Spirit is looking to draw on additional financing to support its shutdown and liquidation, according to a filing submitted to the court overseeing the carrier’s federal bankruptcy case.
Spirit’s attorneys argued that it will need access to debtor-in-possession loans to conduct an orderly wind-down and eventually repay its creditors. The company plans to retain a small core of employees, perhaps around 150 people, to oversee shutdown-related tasks and the liquidation of Spirit assets, and they will have to be paid and provided with benefits, the filing states.
That contingent would be reduced to around 40 employees after three months as major goals are checked off.
The carrier is also asking the court to authorize its continued use of third-party contractors and an “incentive plan” for certain senior employees.
Failing to retain those workers would impose additional costs through the hiring of replacements, jeopardize institutional knowledge, and make it more difficult to obtain the highest possible sale value for company assets, Spirit’s attorneys wrote.
The alternative, they added, is a “freefall shutdown and fire sale liquidation” that could result in material damage to assets, the loss of asset value, and significant administrative expenses.
“While it is most assuredly not the outcome the debtors hoped for, the wind-down plan is the value maximizing option,” Spirit’s representatives said.
The filing also raises the possibility of hiring personnel to secure and safeguard company assets, including aircraft.

○ ○ ○ ○

§ REQUIRED ACTION A
According to the article on Spirit's shutdown above, about how many employees would remain after three months?
§ REQUIRED ACTION B
Reproduce word for word the stretch of the Spirit shutdown article from "That contingent would" through "Spirit’s attorneys wrote.".

§ GIVEN ENTRIES
○ ○ ○ ○

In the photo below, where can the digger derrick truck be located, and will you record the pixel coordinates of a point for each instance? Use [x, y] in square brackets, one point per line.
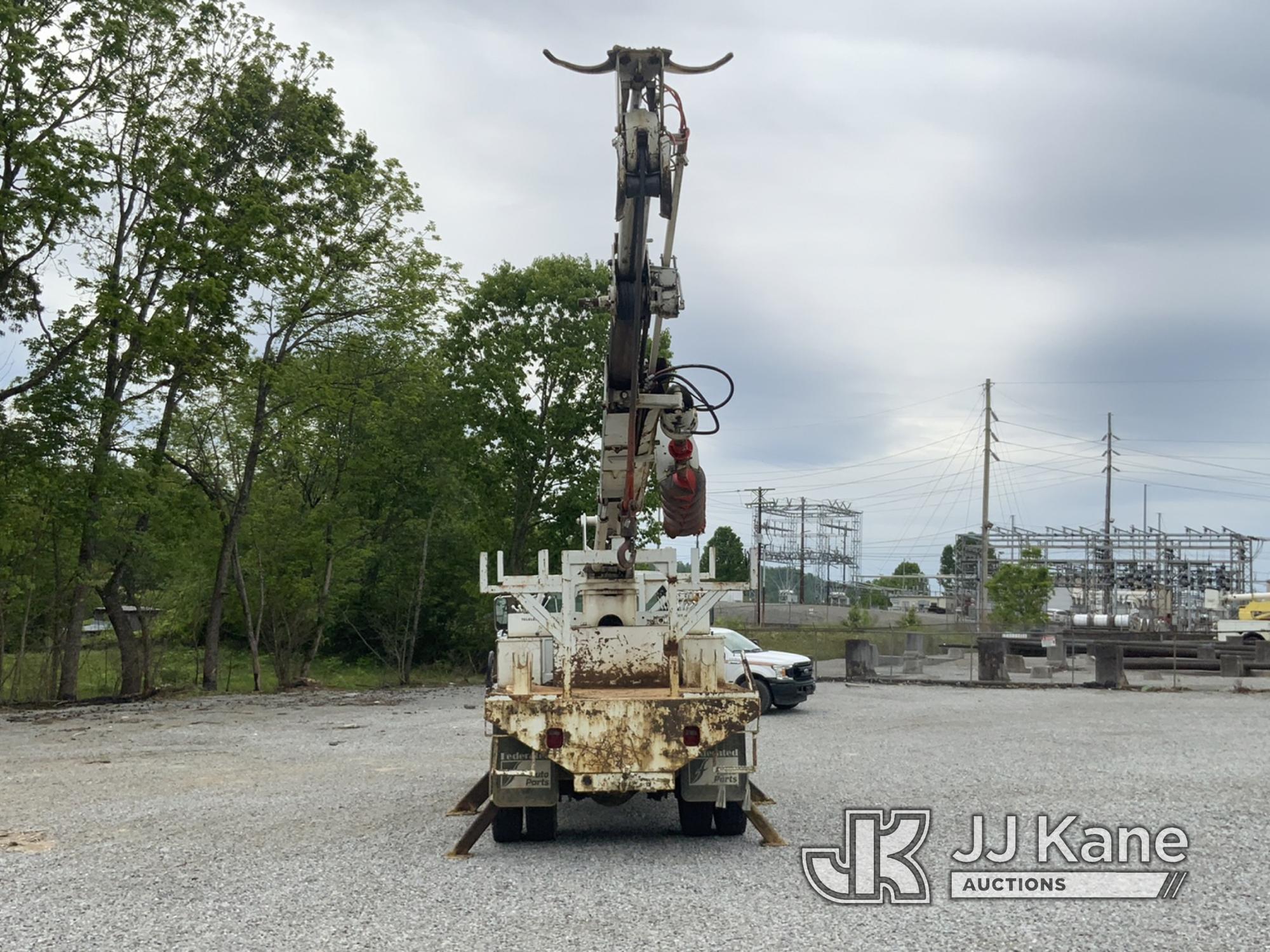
[608, 682]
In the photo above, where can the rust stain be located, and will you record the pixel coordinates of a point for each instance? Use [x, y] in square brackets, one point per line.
[623, 733]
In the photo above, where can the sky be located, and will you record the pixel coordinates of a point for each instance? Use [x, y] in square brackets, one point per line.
[887, 205]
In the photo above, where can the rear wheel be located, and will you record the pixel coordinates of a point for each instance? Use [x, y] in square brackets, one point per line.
[697, 819]
[507, 824]
[540, 823]
[730, 822]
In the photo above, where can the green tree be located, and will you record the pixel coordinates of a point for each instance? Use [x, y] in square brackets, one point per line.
[1020, 591]
[63, 65]
[732, 564]
[529, 359]
[909, 577]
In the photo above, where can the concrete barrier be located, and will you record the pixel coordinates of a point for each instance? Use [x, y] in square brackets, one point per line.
[862, 659]
[1109, 666]
[993, 661]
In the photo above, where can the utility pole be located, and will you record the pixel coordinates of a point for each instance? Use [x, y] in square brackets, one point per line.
[989, 417]
[802, 552]
[1108, 567]
[759, 549]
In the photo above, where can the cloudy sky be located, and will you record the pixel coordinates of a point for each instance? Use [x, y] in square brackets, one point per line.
[888, 204]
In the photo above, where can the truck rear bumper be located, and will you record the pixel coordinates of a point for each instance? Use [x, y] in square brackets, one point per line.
[622, 741]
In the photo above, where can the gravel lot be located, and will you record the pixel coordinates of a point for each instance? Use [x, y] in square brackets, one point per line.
[318, 822]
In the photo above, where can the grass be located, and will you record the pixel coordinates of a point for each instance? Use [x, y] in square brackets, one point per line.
[825, 644]
[180, 670]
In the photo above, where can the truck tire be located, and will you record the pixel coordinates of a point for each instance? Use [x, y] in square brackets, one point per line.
[697, 819]
[765, 696]
[507, 824]
[540, 823]
[731, 822]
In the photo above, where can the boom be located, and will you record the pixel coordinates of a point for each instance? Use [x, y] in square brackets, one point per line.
[646, 398]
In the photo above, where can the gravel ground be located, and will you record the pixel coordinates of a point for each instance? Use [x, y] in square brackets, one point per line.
[317, 822]
[943, 668]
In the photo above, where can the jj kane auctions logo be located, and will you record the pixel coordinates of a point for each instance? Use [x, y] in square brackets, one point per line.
[878, 861]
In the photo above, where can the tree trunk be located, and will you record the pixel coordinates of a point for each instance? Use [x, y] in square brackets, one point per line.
[253, 635]
[22, 648]
[417, 609]
[130, 657]
[229, 539]
[68, 686]
[323, 601]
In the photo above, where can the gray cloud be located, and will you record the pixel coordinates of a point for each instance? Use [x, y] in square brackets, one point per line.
[890, 202]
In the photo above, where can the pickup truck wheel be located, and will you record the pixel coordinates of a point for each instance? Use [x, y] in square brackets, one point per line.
[540, 823]
[765, 696]
[507, 824]
[731, 822]
[697, 819]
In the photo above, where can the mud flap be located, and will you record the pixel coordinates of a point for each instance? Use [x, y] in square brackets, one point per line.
[521, 776]
[716, 776]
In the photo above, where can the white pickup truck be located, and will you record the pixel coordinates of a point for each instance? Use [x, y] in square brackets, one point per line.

○ ○ ○ ○

§ TASK OUTPUT A
Around 40 employees.

§ TASK OUTPUT B
That contingent would be reduced to around 40 employees after three months as major goals are checked off.
The carrier is also asking the court to authorize its continued use of third-party contractors and an “incentive plan” for certain senior employees.
Failing to retain those workers would impose additional costs through the hiring of replacements, jeopardize institutional knowledge, and make it more difficult to obtain the highest possible sale value for company assets, Spirit’s attorneys wrote.